━━ Record excerpts

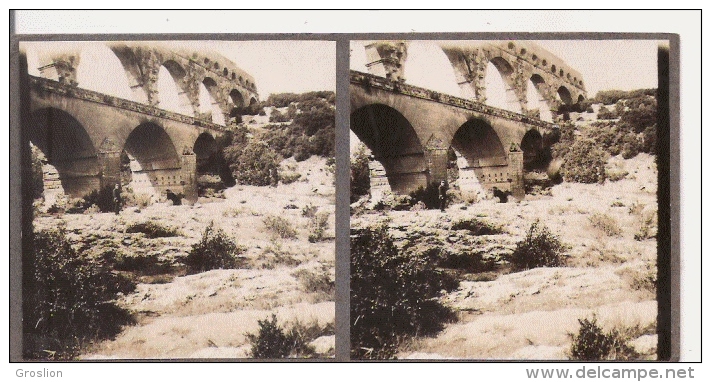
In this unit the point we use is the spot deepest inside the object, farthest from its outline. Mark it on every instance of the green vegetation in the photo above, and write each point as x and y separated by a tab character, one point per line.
393	295
592	344
273	342
68	299
540	248
215	250
253	157
280	227
152	229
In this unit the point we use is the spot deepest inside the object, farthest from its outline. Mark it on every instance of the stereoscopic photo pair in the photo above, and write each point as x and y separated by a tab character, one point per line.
179	199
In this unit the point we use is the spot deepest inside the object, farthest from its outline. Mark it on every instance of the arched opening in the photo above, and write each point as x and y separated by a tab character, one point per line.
398	160
498	91
536	98
237	98
97	64
481	158
151	162
208	104
65	157
213	173
171	95
536	157
564	95
426	65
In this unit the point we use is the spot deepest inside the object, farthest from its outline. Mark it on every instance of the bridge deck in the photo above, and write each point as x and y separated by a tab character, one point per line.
52	86
369	80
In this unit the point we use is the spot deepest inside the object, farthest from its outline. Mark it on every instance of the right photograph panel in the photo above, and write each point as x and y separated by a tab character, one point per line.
504	199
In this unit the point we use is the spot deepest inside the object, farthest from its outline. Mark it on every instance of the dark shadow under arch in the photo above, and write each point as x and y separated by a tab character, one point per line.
394	143
477	141
68	147
155	162
536	155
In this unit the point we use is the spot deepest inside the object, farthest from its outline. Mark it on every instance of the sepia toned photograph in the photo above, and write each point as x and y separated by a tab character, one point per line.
504	199
178	199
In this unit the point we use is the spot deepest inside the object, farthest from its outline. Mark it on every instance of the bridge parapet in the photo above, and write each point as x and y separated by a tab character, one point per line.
67	90
382	83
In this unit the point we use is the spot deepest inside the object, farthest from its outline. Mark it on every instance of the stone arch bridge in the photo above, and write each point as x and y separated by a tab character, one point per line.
410	130
83	133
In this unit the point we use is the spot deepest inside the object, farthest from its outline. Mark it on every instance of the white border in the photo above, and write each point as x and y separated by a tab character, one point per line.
685	23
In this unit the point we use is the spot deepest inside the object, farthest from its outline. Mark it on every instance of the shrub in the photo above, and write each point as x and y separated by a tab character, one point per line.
152	229
37	159
272	342
102	198
69	299
476	227
309	211
318	224
360	173
252	163
605	113
289	177
605	223
277	116
393	295
540	248
647	228
584	162
428	195
319	281
215	250
592	344
280	227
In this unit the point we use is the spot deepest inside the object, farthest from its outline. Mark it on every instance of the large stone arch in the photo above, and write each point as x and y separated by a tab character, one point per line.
505	71
543	101
481	157
536	156
155	163
72	163
141	78
173	96
394	144
98	63
565	96
211	102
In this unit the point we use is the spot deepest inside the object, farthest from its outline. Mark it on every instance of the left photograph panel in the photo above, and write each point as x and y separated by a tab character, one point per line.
182	199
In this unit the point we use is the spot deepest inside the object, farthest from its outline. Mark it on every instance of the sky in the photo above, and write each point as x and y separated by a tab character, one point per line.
603	64
277	66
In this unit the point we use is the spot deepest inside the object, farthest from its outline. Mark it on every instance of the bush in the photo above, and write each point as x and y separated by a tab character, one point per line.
289	177
309	211
280	226
592	344
102	198
252	164
476	227
584	162
360	173
69	299
272	342
428	195
605	113
316	281
605	223
215	250
318	224
152	229
393	295
540	248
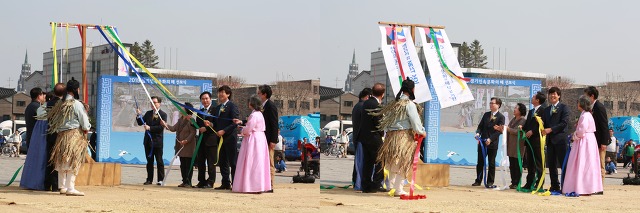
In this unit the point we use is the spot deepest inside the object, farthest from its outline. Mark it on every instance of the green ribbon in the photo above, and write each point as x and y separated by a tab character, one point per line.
195	152
522	136
14	176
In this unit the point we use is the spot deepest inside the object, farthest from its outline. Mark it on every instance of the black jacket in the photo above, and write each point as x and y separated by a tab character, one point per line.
208	137
602	123
30	118
486	130
156	130
532	125
356	113
270	113
558	122
368	123
225	122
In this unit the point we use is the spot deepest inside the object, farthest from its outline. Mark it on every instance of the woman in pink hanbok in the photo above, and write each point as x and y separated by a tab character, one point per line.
252	168
583	166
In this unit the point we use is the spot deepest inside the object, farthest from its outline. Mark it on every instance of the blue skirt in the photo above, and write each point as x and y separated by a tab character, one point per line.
33	172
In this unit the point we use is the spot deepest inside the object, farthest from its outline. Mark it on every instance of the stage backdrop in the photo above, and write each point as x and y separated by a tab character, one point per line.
450	131
119	137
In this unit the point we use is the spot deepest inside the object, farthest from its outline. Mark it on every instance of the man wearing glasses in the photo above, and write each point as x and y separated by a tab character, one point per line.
153	145
488	132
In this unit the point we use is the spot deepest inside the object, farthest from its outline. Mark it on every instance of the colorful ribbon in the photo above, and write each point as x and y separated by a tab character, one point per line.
54	77
542	144
15	174
395	46
442	62
158	84
564	162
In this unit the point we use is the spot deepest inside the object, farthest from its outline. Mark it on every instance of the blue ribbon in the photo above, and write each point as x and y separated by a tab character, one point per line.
564	162
205	114
134	97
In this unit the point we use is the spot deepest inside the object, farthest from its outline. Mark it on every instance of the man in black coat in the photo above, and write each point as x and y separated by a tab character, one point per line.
37	98
52	179
206	156
153	145
226	111
270	113
371	140
533	150
599	113
488	130
556	119
356	118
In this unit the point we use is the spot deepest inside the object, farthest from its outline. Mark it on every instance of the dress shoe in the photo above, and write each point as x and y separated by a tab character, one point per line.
74	193
223	187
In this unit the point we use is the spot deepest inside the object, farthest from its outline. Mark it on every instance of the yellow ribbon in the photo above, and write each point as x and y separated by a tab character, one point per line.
542	143
117	41
55	57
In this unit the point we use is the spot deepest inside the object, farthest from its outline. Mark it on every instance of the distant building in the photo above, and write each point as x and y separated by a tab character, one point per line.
36	79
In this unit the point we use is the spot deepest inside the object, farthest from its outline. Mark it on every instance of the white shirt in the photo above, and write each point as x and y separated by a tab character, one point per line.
279	144
612	146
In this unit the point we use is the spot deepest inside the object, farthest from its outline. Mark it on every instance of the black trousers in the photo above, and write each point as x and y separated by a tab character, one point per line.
514	168
491	153
228	161
555	157
534	163
50	175
372	173
185	170
152	153
205	161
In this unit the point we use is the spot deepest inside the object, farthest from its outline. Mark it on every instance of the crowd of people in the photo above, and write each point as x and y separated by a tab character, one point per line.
545	133
57	127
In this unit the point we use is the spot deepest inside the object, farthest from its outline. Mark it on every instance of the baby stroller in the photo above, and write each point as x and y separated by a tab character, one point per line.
310	158
635	169
9	147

━━━━

> _Problem statement_: Take the line that contains "of the distant" and every line after it through the end of the listing above, and repeat them exactly.

> _Exercise result_:
In this unit the point we use is the spot deepest inside the object, farthest from its outline. Mark it on every instance of the distant building in the photo above, and write each point as x and y separated by a tab character, one point per line.
36	79
In this unit the point we use is the spot deepest inside the object, farthest from its outline. Mark it on every instance of the white shirt in the photo above, and write each point as x and y separated by a tab character, one point per line.
279	144
612	146
In this unit the point we use is the spot deepest inside the object, farthest from its outline. Mark it on every instance of the black trousers in the photo above, and write each point as x and y separated by a tab character, one point per line.
514	168
491	153
228	161
555	157
534	163
50	175
372	173
185	170
152	153
205	161
In this unit the point we use is the spot deepest inside the object, farthest from its outline. Mark it on every instance of the crowd of people in the photo above, and write each point as x and y separated by a tab character, one point per line.
545	133
57	127
In this unit the point we use is the spot deepest inside the object, farthest from its outline. Mark it on every instance of the baby stroller in the photo above, and write each point as x and y separated by a tab character, one point per line.
310	158
635	169
9	147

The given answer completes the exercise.